(Given records Opens)

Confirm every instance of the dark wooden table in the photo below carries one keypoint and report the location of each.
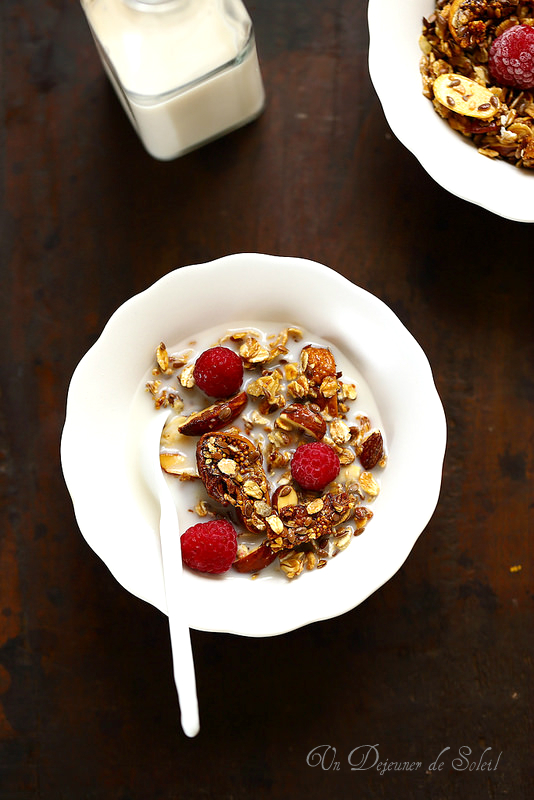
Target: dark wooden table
(440, 657)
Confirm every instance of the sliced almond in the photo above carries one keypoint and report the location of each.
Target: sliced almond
(464, 96)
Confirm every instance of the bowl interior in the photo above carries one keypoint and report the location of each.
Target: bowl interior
(449, 158)
(117, 515)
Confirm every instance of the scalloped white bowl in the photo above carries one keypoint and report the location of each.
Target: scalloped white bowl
(452, 160)
(115, 512)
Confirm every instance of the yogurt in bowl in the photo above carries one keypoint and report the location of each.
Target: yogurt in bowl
(108, 402)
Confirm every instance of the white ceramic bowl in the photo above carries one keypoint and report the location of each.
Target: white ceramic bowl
(452, 160)
(117, 515)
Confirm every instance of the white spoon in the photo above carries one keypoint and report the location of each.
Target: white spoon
(169, 532)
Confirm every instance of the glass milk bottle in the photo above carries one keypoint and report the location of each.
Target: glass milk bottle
(186, 71)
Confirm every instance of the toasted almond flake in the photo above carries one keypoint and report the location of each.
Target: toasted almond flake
(275, 523)
(252, 489)
(369, 484)
(186, 377)
(162, 357)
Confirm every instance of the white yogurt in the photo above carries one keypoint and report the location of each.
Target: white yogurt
(185, 71)
(187, 494)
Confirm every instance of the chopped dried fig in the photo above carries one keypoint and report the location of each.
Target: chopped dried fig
(257, 559)
(215, 416)
(230, 467)
(466, 19)
(319, 366)
(305, 418)
(372, 450)
(306, 522)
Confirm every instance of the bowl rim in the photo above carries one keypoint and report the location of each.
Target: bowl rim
(84, 399)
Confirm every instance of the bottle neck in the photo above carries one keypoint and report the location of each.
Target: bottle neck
(158, 5)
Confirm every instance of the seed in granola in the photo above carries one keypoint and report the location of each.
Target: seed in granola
(275, 524)
(315, 506)
(252, 489)
(262, 508)
(227, 466)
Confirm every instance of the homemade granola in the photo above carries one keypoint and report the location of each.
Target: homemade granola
(456, 41)
(242, 448)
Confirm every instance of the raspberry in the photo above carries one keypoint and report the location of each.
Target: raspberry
(209, 546)
(218, 372)
(511, 57)
(314, 465)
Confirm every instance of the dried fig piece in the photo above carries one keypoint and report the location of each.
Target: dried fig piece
(301, 416)
(468, 19)
(305, 522)
(319, 366)
(372, 450)
(230, 467)
(215, 416)
(257, 559)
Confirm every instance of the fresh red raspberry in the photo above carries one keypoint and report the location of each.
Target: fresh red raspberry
(218, 372)
(314, 465)
(511, 57)
(209, 546)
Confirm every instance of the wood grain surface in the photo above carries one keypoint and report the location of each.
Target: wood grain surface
(441, 656)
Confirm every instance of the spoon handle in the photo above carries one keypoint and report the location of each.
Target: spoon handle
(182, 652)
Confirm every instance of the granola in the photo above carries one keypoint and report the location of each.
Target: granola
(243, 446)
(455, 41)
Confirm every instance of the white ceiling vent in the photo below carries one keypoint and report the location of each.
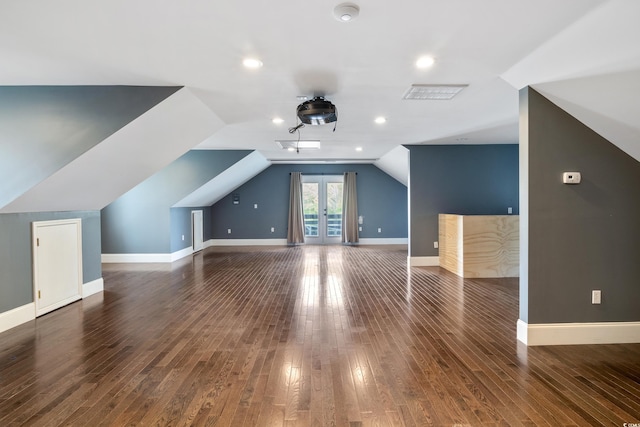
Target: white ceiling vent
(429, 92)
(293, 145)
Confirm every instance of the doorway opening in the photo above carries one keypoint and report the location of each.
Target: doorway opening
(322, 205)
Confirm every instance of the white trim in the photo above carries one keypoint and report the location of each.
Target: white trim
(127, 258)
(578, 333)
(17, 316)
(246, 242)
(383, 241)
(424, 261)
(92, 287)
(70, 244)
(181, 253)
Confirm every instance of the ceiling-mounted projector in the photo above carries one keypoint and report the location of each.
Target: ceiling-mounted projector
(317, 111)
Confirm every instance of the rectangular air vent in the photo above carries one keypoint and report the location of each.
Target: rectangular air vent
(294, 144)
(433, 92)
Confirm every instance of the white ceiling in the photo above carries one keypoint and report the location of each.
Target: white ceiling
(574, 51)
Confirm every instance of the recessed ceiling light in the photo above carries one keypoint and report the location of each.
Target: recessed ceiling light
(346, 12)
(252, 63)
(425, 62)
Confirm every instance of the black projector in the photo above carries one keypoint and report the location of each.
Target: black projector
(317, 111)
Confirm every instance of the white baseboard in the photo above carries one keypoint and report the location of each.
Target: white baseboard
(246, 242)
(578, 333)
(181, 253)
(92, 287)
(381, 241)
(127, 258)
(142, 258)
(424, 261)
(17, 316)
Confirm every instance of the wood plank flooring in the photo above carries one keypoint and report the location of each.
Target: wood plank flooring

(Given records Closes)

* **Work order**:
Skip the pictures and quote each line of the entries above, from the first through the line with "Confirm every instance of the bowl interior", exactly as it appears.

* **Answer for the task**:
Confirm every instance of the dark wooden table in the photo below carries one keypoint and report the location of each.
Target: dark wooden table
(440, 657)
Confirm every instance of the sliced almond in the photo above carries one keypoint and report the location of each.
Target: sliced almond
(464, 96)
Confirm every instance of the bowl interior in the photo above carries one keypoint and report the location of each.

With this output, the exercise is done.